* Records provided
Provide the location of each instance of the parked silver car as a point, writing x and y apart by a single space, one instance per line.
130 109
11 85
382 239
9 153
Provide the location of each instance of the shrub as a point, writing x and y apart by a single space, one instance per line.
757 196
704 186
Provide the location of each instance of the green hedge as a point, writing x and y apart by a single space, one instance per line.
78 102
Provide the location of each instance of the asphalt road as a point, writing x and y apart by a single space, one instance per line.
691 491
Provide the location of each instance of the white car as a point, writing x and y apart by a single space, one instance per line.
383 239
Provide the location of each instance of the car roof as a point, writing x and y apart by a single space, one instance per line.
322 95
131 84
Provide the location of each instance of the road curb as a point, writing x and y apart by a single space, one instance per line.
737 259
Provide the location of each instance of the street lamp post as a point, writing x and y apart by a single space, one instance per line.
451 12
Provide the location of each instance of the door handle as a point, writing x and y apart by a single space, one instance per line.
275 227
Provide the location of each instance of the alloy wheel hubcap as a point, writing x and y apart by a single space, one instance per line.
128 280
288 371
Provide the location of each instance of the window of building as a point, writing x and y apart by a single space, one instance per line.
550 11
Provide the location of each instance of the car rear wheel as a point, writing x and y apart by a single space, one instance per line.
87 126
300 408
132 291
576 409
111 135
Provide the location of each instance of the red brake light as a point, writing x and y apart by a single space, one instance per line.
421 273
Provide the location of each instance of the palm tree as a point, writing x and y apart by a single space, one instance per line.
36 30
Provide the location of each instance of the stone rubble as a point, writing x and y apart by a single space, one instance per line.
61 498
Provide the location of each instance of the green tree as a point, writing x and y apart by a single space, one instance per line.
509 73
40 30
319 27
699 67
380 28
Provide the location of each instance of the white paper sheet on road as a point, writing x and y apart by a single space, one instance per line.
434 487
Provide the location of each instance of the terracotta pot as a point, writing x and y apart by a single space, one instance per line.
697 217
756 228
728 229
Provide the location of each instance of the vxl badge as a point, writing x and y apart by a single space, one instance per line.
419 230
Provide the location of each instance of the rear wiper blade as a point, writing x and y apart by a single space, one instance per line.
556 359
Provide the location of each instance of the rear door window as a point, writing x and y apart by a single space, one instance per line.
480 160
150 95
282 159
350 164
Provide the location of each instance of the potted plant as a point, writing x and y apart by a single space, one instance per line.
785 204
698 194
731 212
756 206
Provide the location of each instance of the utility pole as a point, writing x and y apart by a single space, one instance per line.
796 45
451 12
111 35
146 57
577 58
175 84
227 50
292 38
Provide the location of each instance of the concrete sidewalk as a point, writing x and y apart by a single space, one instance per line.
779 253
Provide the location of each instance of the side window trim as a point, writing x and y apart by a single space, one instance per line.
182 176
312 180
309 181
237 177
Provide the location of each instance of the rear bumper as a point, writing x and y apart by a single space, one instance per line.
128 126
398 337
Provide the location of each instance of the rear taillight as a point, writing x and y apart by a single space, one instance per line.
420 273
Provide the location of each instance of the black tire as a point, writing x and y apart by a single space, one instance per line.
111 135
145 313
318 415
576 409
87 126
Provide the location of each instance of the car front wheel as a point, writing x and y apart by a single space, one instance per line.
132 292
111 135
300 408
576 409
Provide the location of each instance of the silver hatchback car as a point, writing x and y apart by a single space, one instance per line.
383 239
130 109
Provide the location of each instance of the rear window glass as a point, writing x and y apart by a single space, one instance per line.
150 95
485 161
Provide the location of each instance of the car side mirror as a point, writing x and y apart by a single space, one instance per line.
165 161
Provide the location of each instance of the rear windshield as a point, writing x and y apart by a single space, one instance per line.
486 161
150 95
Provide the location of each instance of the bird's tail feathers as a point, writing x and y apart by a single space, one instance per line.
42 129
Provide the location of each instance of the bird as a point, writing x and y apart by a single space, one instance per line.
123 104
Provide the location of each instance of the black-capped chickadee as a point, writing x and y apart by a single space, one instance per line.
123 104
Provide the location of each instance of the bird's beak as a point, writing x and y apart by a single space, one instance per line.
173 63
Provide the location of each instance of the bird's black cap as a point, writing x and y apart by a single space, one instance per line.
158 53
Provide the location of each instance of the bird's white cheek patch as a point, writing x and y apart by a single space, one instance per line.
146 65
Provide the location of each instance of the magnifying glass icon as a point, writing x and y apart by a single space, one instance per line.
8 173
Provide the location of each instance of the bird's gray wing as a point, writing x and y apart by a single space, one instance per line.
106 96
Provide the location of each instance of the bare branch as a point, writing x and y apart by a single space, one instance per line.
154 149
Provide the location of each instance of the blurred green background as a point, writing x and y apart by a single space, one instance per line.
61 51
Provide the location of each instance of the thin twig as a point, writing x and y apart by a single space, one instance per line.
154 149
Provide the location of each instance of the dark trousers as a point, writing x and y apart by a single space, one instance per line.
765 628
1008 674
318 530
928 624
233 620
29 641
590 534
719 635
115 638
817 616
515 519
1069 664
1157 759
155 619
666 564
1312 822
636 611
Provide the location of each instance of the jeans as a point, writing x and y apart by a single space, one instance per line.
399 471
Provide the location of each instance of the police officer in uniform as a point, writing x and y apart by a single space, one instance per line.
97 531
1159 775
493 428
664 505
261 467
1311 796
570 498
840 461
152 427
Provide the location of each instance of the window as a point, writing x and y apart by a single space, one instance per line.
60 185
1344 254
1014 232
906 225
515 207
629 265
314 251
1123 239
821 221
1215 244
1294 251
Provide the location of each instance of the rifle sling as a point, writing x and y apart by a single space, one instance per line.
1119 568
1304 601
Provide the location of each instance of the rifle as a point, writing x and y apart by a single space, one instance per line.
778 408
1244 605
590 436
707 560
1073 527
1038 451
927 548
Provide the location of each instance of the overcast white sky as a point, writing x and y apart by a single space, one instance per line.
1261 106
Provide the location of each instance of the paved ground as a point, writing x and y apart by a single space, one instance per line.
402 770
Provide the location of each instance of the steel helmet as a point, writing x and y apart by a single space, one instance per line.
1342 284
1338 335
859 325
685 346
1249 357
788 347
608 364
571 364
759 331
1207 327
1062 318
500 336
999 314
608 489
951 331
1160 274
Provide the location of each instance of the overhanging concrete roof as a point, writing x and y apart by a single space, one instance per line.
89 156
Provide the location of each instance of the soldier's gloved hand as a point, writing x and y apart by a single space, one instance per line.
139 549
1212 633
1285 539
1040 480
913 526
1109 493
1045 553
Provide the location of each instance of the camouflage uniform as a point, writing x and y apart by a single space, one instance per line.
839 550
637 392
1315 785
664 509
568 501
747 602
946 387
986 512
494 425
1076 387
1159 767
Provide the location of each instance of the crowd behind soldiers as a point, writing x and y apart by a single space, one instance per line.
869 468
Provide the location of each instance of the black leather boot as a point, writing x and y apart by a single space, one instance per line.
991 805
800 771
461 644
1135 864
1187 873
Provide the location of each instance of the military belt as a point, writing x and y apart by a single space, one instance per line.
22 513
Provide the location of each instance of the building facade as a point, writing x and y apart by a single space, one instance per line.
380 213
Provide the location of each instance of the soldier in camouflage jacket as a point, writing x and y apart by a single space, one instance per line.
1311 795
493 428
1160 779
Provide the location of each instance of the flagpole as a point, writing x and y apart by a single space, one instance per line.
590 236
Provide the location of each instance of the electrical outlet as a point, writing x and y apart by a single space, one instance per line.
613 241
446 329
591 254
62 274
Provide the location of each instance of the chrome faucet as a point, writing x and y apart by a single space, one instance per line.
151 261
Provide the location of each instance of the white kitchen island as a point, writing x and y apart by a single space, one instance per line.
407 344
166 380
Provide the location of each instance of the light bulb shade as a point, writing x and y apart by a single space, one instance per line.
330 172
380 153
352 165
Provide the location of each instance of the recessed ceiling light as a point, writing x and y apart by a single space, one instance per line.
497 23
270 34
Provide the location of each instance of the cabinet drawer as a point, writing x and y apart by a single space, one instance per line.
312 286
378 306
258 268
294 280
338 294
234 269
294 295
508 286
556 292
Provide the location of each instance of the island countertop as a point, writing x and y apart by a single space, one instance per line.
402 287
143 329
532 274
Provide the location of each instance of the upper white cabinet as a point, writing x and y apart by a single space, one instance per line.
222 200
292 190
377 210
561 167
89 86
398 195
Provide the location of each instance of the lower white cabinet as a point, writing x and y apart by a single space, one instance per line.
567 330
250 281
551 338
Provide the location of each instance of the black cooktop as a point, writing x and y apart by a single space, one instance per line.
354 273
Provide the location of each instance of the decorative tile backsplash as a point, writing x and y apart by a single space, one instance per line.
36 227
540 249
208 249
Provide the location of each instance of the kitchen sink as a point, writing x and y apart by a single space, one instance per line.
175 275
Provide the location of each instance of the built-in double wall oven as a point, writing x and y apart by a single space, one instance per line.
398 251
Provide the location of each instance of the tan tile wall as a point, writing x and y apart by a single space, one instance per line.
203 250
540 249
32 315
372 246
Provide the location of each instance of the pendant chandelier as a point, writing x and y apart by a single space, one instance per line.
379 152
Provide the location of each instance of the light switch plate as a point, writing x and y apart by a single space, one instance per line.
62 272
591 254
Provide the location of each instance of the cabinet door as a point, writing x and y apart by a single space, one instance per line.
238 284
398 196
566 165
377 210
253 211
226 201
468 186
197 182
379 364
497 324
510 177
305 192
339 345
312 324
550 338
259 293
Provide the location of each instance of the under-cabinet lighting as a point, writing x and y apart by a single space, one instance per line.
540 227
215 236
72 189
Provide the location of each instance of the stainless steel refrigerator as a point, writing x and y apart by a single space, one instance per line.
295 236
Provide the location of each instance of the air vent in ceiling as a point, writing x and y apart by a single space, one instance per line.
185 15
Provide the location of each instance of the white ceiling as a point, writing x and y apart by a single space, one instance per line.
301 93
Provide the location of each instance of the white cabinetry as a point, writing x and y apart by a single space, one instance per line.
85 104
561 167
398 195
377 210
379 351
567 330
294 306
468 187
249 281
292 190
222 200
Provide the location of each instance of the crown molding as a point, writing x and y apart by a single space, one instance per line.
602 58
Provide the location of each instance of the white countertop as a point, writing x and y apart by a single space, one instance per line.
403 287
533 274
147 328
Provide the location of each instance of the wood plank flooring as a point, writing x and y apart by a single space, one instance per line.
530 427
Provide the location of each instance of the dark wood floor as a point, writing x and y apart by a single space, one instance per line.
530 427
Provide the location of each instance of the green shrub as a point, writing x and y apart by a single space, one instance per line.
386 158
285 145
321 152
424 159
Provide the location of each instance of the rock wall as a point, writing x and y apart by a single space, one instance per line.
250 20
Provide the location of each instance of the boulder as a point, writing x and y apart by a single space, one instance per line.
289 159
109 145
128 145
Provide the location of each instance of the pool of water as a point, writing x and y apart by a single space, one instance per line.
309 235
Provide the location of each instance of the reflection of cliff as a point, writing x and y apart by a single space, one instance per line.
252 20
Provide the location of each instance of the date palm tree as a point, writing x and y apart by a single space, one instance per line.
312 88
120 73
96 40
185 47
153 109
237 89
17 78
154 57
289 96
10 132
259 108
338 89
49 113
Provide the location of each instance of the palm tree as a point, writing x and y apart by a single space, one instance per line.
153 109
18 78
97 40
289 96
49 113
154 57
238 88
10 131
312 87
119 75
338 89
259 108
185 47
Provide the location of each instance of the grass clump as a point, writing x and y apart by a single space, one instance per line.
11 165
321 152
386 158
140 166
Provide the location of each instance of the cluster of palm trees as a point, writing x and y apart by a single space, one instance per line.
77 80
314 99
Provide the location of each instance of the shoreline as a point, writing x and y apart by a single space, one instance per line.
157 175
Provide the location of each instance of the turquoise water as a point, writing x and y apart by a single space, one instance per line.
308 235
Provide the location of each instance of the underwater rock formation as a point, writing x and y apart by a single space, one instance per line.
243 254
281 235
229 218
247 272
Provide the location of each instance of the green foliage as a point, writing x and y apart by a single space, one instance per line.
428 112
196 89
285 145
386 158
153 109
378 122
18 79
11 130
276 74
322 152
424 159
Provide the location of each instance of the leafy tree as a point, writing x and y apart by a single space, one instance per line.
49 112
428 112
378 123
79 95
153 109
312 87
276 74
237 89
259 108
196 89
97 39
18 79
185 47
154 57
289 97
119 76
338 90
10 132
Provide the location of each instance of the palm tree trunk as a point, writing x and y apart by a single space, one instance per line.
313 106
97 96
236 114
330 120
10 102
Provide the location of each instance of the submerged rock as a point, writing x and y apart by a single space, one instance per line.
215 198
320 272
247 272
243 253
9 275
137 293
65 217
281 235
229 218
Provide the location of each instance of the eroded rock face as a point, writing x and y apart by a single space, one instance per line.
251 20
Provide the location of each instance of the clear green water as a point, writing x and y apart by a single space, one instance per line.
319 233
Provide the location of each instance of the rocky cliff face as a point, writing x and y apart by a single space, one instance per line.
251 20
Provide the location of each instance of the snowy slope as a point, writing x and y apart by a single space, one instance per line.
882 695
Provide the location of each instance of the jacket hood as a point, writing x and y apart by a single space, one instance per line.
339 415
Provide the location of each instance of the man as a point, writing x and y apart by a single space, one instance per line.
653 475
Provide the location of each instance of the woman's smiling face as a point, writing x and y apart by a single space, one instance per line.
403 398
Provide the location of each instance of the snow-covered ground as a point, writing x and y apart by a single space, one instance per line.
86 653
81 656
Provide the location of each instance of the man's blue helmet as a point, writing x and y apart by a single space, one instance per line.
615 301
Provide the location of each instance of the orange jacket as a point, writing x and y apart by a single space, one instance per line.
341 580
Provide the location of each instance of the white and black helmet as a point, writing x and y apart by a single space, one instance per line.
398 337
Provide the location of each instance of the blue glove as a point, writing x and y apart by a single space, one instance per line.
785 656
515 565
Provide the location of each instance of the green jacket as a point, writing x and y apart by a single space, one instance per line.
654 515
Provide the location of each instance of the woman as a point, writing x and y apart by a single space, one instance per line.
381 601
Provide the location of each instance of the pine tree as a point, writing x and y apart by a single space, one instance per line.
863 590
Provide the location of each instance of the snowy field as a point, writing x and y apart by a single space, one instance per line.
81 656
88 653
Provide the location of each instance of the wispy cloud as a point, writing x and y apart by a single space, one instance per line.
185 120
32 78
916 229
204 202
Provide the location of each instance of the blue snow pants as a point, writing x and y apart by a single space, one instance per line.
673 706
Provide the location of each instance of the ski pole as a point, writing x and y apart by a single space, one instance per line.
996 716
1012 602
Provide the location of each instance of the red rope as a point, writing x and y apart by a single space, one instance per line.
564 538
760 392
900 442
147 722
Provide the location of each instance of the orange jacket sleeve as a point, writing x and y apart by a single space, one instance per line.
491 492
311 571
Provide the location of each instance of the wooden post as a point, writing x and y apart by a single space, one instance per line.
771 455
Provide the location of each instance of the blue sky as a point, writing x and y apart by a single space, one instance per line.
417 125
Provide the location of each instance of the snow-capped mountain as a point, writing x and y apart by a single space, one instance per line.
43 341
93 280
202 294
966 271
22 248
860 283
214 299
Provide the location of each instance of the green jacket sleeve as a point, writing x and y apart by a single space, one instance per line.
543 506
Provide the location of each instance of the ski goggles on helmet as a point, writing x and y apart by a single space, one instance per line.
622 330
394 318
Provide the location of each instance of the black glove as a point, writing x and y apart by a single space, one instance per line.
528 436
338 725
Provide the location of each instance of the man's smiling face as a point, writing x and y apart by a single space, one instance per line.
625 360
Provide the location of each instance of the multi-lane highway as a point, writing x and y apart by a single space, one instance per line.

* Stated task
Through the last line of the entries above, beginning at the line containing "Provide the location of each instance of the snowy field", transcribe each line exactly, both ends included and nothing more.

* Written response
Provide the location of each instance of the snowy field as a point, writing x and y apart by a single space, one instance per line.
81 656
88 653
Provide the location of each instance of the wispy cloud as a point, writing x and y apart by a single space, one instance per line.
185 120
32 78
916 229
204 202
Provide the location of each instance of the blue snow pants as a point, writing x and y apart by a single space, one instance per line.
673 706
Provide the location of each instance of the ski pole as a point, writing x and y apart by a single space, one instance per line.
996 716
1012 602
Provide the location of each instance of the red rope as a point, writing x and y apart by a single space, one instance per line.
564 538
760 392
900 442
147 722
Provide the location of each instance of the orange jacket sleeve as a point, writing x and y apart by a single space, one instance per line.
491 492
311 571
Provide the location of each instance of the wooden post as a point, writing x and y apart by a single space, one instance per line.
771 455
Provide the location of each instance of the blue sky as a point, writing x and y apart by a single space, one instance per line.
417 125
Provide the location of each instance of the snow-capped mountain as a point, writing x and y apart by a single space, one instance per line.
43 341
93 280
202 294
966 271
22 248
860 283
214 299
Provide the location of each instance of the green jacket sleeve as a point, writing x and y apart by a single space, one instance per line.
543 506
Provide the location of each instance of the ski goggles on helmet as a point, writing x and y apart by a single space, one instance per line.
622 330
394 318
Provide the location of each instance of the black glove as a point, writing x and y apart by a single space, one instance per line.
528 436
338 725
Provide the location of each instance of the man's smiling face as a point, writing x and y apart by a single space, one instance per line.
625 360
Provide the location of each instance of the multi-lane highway as a point, writing x and y apart by a single space, one instance per line.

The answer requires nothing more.